### WORK TO DO
Reproduce the material below with every occurrence of "shown by this sample" changed to "as this sample indicates", keeping all else the same.

### TASK INPUTS

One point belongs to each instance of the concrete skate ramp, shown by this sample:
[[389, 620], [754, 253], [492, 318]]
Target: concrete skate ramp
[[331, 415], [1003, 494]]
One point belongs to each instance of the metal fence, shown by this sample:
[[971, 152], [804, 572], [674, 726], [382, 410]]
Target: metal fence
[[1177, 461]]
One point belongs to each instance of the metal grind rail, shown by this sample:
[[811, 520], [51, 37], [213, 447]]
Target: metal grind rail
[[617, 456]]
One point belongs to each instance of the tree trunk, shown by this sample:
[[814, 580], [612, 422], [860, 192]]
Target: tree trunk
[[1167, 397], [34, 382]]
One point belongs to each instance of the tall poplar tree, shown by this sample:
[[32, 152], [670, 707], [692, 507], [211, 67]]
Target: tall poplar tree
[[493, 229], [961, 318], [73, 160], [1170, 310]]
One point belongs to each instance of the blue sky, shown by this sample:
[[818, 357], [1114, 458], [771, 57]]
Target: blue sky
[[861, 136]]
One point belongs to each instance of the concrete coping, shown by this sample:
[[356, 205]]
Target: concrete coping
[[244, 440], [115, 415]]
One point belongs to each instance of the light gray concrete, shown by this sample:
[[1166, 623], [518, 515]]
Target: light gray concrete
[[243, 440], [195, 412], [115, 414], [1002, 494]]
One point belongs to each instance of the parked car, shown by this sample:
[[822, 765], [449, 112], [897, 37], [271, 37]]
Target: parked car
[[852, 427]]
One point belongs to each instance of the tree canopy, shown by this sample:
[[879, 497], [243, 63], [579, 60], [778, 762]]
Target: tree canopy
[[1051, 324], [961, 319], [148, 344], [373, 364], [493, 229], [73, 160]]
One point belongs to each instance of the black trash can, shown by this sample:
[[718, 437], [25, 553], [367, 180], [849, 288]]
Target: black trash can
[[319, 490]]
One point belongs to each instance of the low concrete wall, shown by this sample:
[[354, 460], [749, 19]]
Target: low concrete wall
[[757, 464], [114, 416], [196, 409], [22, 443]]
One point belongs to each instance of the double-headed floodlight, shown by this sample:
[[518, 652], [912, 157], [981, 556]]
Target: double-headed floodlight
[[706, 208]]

### RESULT FOR THIS TASK
One point belongs to each instance of the concrete skate ramp, as this sample indicates:
[[389, 620], [754, 253], [492, 318]]
Target: concrete skate ramp
[[331, 415], [1003, 494]]
One point belongs to each instance of the metal fence, as this sample indicates:
[[971, 152], [804, 572], [674, 726], [382, 410]]
Target: metal fence
[[1177, 461]]
One point belongs to each instance of the metal grind rail, as this sample indicates:
[[811, 520], [51, 37], [213, 447]]
Target: metal grind rail
[[617, 456]]
One point belongs to each instance of the tree trunk, as this sample indicates:
[[814, 580], [612, 422], [860, 192]]
Target: tree trunk
[[1167, 397], [34, 382]]
One point belongs to each instance of the tall poplar tree, as this sample indicates:
[[32, 152], [670, 707], [692, 507], [211, 67]]
Target: tall poplar tree
[[493, 229], [961, 318], [73, 160], [1170, 310]]
One point belongs to each instance of the blue sky, as this sample indicates:
[[818, 357], [1114, 458], [771, 57]]
Target: blue sky
[[861, 136]]
One point belongs to each instance of the concrete coping, as this sample indicates:
[[356, 205]]
Target: concrete coping
[[244, 440], [115, 415]]
One point belongs to each instance of the light gray concrete, as this sample indicates:
[[1166, 623], [518, 515]]
Target: light gray concrete
[[243, 440], [195, 412], [115, 414], [1002, 494]]
One point belongs to each instance of the parked car, as this sample indicates:
[[822, 765], [449, 112], [897, 37], [271, 37]]
Target: parked car
[[852, 427]]
One point belongs to each instance of the tree canopy, as this sample indicates:
[[879, 497], [243, 63], [579, 60], [778, 762]]
Target: tree canopy
[[1051, 324], [961, 319], [148, 344], [373, 364], [493, 229], [73, 160]]
One point belongs to each instance of the black trash can, as this sample indicates:
[[718, 437], [25, 553], [367, 180], [849, 288]]
Target: black trash can
[[319, 490]]
One point belongs to each instance of the low concrete wall, as this sample indicates:
[[354, 460], [749, 19]]
Target: low concrete wall
[[757, 464], [114, 416], [196, 409], [22, 443]]
One point belongs to each instance of the double-headed floodlight, as this sample indicates:
[[518, 652], [912, 157], [981, 556]]
Target: double-headed floodlight
[[706, 208]]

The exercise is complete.